* Exercise goal
From the data that follows, report the number of lines including "bird", and only that number.

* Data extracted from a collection

= Beginning of Section =

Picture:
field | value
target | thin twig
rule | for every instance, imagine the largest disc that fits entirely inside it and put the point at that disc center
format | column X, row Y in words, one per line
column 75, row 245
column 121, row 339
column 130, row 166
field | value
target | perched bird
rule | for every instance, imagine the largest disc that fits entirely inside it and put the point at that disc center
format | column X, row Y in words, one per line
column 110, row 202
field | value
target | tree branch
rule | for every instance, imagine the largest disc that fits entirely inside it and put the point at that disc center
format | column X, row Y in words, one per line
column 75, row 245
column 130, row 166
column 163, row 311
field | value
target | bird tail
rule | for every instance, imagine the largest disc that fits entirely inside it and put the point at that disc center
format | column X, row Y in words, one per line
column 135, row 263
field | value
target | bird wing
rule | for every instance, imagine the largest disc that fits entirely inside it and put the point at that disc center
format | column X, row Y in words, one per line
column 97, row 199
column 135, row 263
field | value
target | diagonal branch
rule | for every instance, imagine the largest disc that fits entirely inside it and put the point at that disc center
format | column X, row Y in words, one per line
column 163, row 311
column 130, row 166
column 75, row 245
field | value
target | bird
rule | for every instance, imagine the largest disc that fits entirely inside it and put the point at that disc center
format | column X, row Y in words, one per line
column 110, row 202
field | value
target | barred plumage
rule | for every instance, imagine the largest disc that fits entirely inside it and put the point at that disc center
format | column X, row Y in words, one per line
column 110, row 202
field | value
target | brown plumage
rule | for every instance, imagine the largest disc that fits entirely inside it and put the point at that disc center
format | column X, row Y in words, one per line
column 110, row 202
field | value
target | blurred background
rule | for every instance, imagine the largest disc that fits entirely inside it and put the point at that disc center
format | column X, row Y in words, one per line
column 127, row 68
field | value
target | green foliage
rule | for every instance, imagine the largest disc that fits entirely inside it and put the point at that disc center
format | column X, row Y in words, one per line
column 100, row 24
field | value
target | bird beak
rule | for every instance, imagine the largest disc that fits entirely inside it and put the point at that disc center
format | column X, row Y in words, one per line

= End of Section =

* Completed task
5